● DESCRIPTION OF THE TASK:
In the article on the state budget survey, how many residents were surveyed in each state?

● EXTRACT TO READ:

Residents of Cash-Strapped States Prefer Cuts and Taxes Over Debt

Residents of five states with fiscal challenges would rather lawmakers continue to cut spending or raise taxes than borrow to cover short-term budget deficits, according to a report issued Tuesday by the Pew Center on the States and the Public Policy Institute of ­California.

The residents of Arizona, California, Florida, Illinois and New York, surveyed in June, also showed a distaste for government spending and support for higher taxes to sustain education and health programs.

The survey found that residents preferred their states to tax corporations, the wealthy, smokers, drinkers, and gamblers rather than themselves.

A large majority of people said they wanted their state government to reform their budget process now, instead of waiting for the economy to improve, according to the report.

At least 1,000 residents were surveyed in each of the states.

The five states together account for almost a third of U.S. economic output and population, but carry almost half of this year’s projected budget gaps for all states. They have estimated second-quarter unemployment figures ranging from 8.3% in New York to 12.4% in California.

If lawmakers cannot cut spending or raise taxes, then residents would begrudgingly choose to borrow funds. But only 5% to 11% of those surveyed in all five states said borrowing is their first choice to balance the state budget. Arizona and Illinois residents were least likely to support borrowing.

● SUPPLIED DATA:
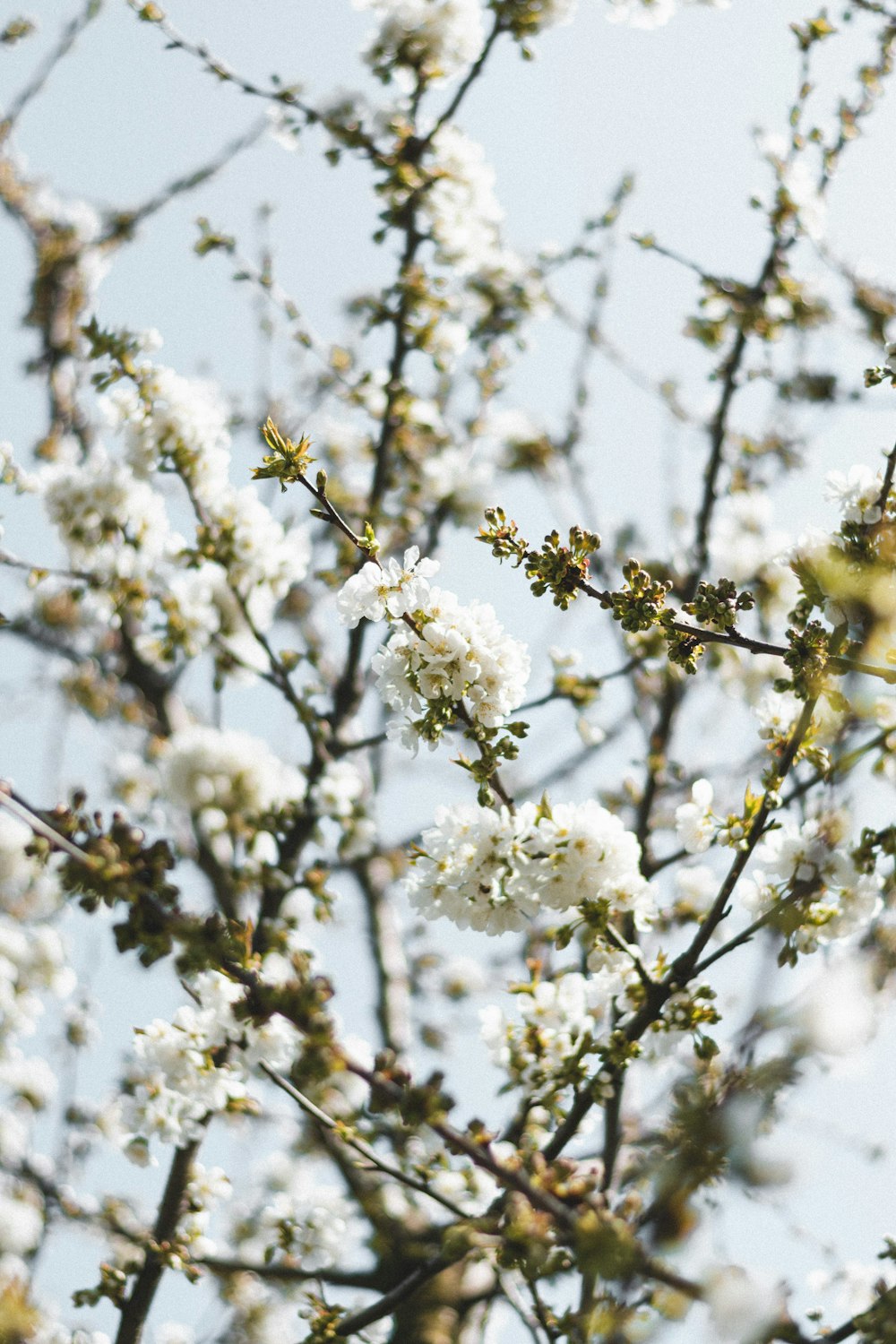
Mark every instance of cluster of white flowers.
[312,761,366,820]
[159,725,305,832]
[754,691,844,745]
[0,1174,43,1257]
[420,123,504,274]
[702,1265,785,1344]
[743,814,882,953]
[825,464,884,523]
[178,1161,232,1258]
[121,970,298,1163]
[514,0,578,32]
[353,0,485,82]
[413,123,546,329]
[336,546,530,750]
[479,967,625,1089]
[607,0,731,29]
[372,589,530,750]
[39,448,174,580]
[336,546,439,631]
[102,362,229,504]
[0,914,75,1045]
[676,780,716,854]
[231,1153,358,1273]
[418,448,495,521]
[406,800,653,933]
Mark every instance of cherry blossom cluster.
[353,0,485,86]
[743,812,883,953]
[4,360,310,676]
[479,959,623,1097]
[159,723,305,833]
[337,547,530,750]
[119,970,298,1163]
[607,0,731,29]
[406,800,654,935]
[228,1152,358,1273]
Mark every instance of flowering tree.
[0,0,896,1344]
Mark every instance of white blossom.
[36,449,177,578]
[825,465,884,523]
[161,725,305,825]
[406,800,654,933]
[676,780,715,854]
[353,0,485,80]
[479,972,624,1089]
[371,589,530,728]
[232,1153,358,1273]
[420,123,504,274]
[336,546,439,631]
[704,1265,785,1344]
[121,970,299,1150]
[406,804,538,935]
[102,363,229,504]
[312,761,366,819]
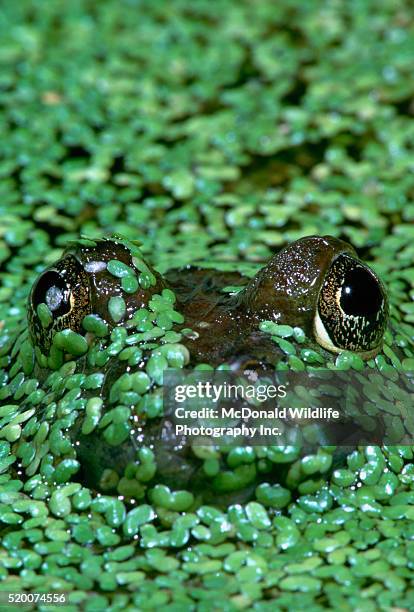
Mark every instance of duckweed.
[0,0,414,612]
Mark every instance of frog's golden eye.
[314,254,388,359]
[28,255,91,353]
[32,270,72,318]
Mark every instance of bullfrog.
[22,236,388,501]
[28,236,388,365]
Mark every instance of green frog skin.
[28,236,388,500]
[29,236,388,365]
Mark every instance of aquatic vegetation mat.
[0,0,414,612]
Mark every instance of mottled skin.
[171,236,388,365]
[29,236,388,499]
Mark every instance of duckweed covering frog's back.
[0,0,414,612]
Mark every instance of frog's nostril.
[314,254,388,358]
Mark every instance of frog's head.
[28,237,163,355]
[242,236,388,359]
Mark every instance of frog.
[28,236,389,365]
[23,236,389,504]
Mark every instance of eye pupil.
[340,266,383,317]
[314,254,388,355]
[45,285,63,312]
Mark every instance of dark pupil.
[340,266,382,317]
[32,271,70,317]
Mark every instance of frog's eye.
[314,254,388,358]
[32,270,72,318]
[28,255,91,353]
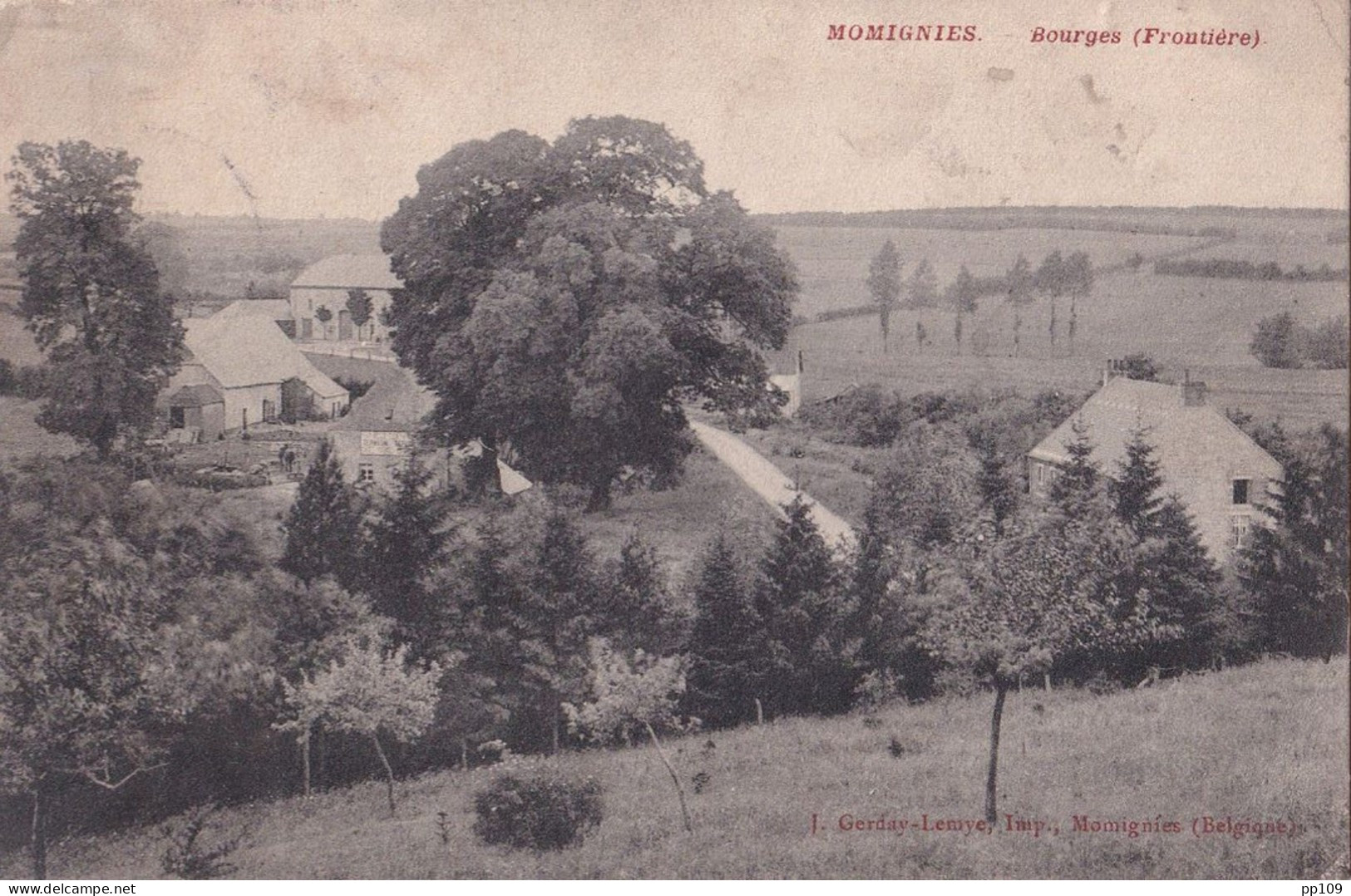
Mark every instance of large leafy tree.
[1239,425,1349,659]
[381,117,797,508]
[924,514,1158,823]
[906,258,938,308]
[685,534,769,726]
[7,140,182,457]
[867,239,901,352]
[279,439,362,587]
[359,460,450,658]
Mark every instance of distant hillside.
[754,205,1347,237]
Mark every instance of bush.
[474,775,601,850]
[160,804,244,879]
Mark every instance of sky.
[0,0,1349,219]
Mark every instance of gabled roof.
[182,313,348,399]
[333,369,436,432]
[212,298,290,320]
[1028,377,1281,477]
[290,255,404,289]
[169,382,224,408]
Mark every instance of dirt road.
[689,421,855,549]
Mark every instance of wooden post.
[643,724,697,834]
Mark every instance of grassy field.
[777,209,1349,426]
[37,661,1349,879]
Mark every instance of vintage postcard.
[0,0,1351,894]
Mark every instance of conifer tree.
[685,534,769,726]
[1048,417,1101,518]
[361,462,447,657]
[908,258,938,308]
[1108,426,1163,538]
[1139,495,1220,669]
[604,533,690,657]
[755,495,851,712]
[867,239,901,354]
[279,439,361,588]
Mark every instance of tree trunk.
[985,680,1009,825]
[586,480,609,514]
[370,731,395,818]
[300,728,311,796]
[643,721,694,834]
[28,781,47,879]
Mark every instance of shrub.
[474,775,601,850]
[160,804,244,879]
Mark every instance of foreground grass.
[45,661,1347,879]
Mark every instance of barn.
[158,313,348,438]
[288,255,402,342]
[328,369,531,495]
[1027,362,1284,561]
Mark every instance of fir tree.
[1108,426,1163,538]
[605,533,689,657]
[755,495,851,712]
[1048,417,1101,519]
[685,534,767,726]
[946,265,977,313]
[361,462,447,657]
[279,439,361,588]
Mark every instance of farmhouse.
[288,255,402,342]
[212,298,296,337]
[1027,362,1282,561]
[158,312,348,439]
[328,371,531,495]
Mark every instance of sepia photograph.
[0,0,1351,894]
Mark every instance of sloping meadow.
[47,661,1349,879]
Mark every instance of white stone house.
[158,308,348,438]
[288,255,402,342]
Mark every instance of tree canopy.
[381,116,797,507]
[7,140,182,457]
[867,239,901,352]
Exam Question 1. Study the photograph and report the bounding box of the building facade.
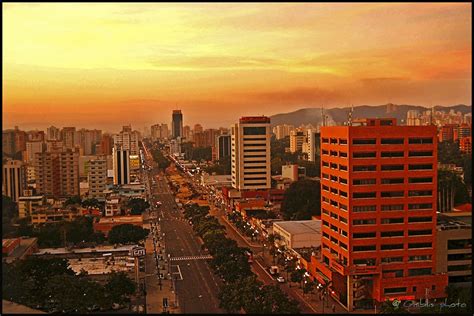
[317,119,447,311]
[231,116,271,190]
[171,110,183,138]
[88,159,107,201]
[112,147,130,184]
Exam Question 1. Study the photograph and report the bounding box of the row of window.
[352,161,433,172]
[352,242,433,252]
[352,177,433,185]
[352,229,433,239]
[352,203,433,213]
[352,189,433,199]
[352,216,433,226]
[321,137,433,145]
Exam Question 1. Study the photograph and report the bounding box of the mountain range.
[270,103,472,126]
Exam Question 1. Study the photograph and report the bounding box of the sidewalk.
[145,228,181,314]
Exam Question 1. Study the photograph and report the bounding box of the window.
[352,179,377,185]
[380,191,404,198]
[408,229,433,236]
[352,151,376,158]
[408,190,433,196]
[408,177,433,183]
[448,264,472,272]
[383,287,407,295]
[352,165,377,172]
[352,245,376,252]
[352,205,377,213]
[408,164,433,170]
[380,151,403,158]
[352,232,376,238]
[408,137,433,144]
[381,217,403,224]
[408,150,433,157]
[408,267,434,276]
[448,253,472,261]
[352,138,376,145]
[408,216,433,223]
[244,127,267,135]
[352,218,375,226]
[408,255,432,262]
[448,239,472,250]
[380,138,404,145]
[352,192,377,199]
[408,242,431,249]
[380,244,403,250]
[380,230,404,237]
[382,257,403,263]
[382,178,404,184]
[382,165,405,171]
[354,258,377,266]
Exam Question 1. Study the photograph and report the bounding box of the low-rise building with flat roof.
[2,237,38,263]
[436,213,472,286]
[93,215,143,236]
[273,220,321,249]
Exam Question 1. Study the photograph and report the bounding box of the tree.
[108,224,149,244]
[281,179,321,220]
[127,198,150,215]
[105,272,136,304]
[438,169,470,212]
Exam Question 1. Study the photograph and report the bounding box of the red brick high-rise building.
[316,119,448,311]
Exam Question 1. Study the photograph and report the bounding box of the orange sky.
[2,3,472,131]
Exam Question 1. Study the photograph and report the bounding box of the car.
[277,277,285,283]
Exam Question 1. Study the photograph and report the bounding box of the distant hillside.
[271,104,472,126]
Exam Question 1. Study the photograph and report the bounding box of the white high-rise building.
[2,159,26,202]
[114,126,139,155]
[231,116,271,190]
[87,157,107,201]
[112,146,130,184]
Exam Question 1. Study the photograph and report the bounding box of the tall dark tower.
[171,110,183,138]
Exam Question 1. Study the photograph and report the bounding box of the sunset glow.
[3,3,472,130]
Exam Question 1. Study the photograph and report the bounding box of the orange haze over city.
[2,3,472,131]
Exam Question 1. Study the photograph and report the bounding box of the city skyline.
[3,3,472,131]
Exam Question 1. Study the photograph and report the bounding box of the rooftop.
[95,215,143,224]
[273,220,321,235]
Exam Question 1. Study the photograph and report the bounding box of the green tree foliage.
[281,179,321,220]
[108,224,149,244]
[151,149,171,169]
[2,257,135,314]
[105,272,136,304]
[438,169,471,208]
[438,141,463,167]
[127,198,150,215]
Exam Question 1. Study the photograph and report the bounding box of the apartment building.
[231,116,271,190]
[316,119,448,311]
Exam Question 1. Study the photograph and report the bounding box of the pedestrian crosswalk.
[170,255,212,261]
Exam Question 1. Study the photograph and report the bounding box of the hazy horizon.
[2,3,472,132]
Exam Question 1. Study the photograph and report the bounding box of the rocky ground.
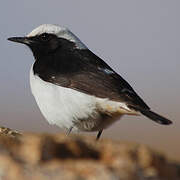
[0,128,180,180]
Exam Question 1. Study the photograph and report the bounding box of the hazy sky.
[0,0,180,159]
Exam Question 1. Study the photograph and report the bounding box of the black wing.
[35,50,172,124]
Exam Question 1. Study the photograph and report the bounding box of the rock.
[0,127,180,180]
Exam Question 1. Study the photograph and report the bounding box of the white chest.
[30,69,98,129]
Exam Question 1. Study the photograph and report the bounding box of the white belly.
[30,68,134,131]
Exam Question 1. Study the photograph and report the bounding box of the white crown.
[27,24,87,49]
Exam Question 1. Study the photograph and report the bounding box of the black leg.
[66,127,73,136]
[96,130,103,141]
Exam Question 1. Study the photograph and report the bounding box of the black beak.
[8,37,32,45]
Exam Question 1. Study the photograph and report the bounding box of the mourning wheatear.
[8,24,172,139]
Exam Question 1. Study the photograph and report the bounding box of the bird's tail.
[140,110,172,125]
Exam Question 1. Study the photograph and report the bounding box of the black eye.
[39,33,50,41]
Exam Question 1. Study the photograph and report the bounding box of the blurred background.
[0,0,180,160]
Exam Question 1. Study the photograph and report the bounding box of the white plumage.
[30,68,138,131]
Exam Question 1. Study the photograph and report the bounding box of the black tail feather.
[140,110,172,125]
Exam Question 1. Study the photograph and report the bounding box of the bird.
[8,24,172,140]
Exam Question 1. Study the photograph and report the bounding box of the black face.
[8,33,74,57]
[27,33,61,54]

● OUTPUT FOR THIS EXERCISE:
At least 1,000 residents.